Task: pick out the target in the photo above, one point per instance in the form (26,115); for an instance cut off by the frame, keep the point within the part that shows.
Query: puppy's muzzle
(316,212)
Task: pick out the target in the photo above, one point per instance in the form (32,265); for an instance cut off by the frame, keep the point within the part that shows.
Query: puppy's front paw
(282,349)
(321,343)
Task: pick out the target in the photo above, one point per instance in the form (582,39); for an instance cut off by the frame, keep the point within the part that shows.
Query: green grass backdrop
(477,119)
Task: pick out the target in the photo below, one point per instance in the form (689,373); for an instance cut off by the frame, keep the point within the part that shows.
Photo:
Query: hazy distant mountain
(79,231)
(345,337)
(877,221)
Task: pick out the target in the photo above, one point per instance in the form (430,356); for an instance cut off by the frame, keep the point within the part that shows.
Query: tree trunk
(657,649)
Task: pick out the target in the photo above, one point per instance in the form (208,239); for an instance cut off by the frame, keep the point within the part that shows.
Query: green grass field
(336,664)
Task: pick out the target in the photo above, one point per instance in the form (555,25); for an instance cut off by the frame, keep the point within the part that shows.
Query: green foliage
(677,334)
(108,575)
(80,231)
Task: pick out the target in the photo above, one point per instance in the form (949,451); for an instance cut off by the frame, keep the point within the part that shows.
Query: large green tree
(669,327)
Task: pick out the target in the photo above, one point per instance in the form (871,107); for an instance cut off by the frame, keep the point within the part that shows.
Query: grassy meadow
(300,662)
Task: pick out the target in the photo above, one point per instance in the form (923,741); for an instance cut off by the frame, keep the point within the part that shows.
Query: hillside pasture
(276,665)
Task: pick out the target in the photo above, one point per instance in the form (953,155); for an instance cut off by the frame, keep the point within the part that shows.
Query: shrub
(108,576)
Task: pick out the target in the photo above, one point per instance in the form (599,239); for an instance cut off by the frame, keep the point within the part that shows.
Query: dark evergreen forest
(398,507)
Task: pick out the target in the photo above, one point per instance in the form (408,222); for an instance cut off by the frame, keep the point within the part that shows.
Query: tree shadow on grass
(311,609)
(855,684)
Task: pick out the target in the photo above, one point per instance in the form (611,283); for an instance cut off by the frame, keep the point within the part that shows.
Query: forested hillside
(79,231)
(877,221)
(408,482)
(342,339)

■ **AIM**
Repeat the line containing "the form (953,155);" and all subsequent lines through the final line of the data, exactly and with no others.

■ **TASK SOLUTION**
Task: pick out the target in the photo above, one point per instance in the form (953,155); for an instance cut off by the frame, keep the point within the part that shows.
Query: shrub
(108,576)
Task: pick out the target in the photo above, one point per instance in the form (599,239); for an instance cut off by the frame, keep the point within the part that shows.
Query: dark evergreen forest
(398,507)
Task: pick out the target in the photo above, one point per instance in the form (408,222); for an instance cut off by the frame, keep the point within the part that shows.
Query: tree shadow on grass
(311,609)
(855,684)
Task: pick out the target in the photo above, one point per instance in the form (611,283); for an instance cut off by the frame, keep the point within the part that shows.
Query: forested hillside
(79,231)
(877,221)
(408,482)
(342,339)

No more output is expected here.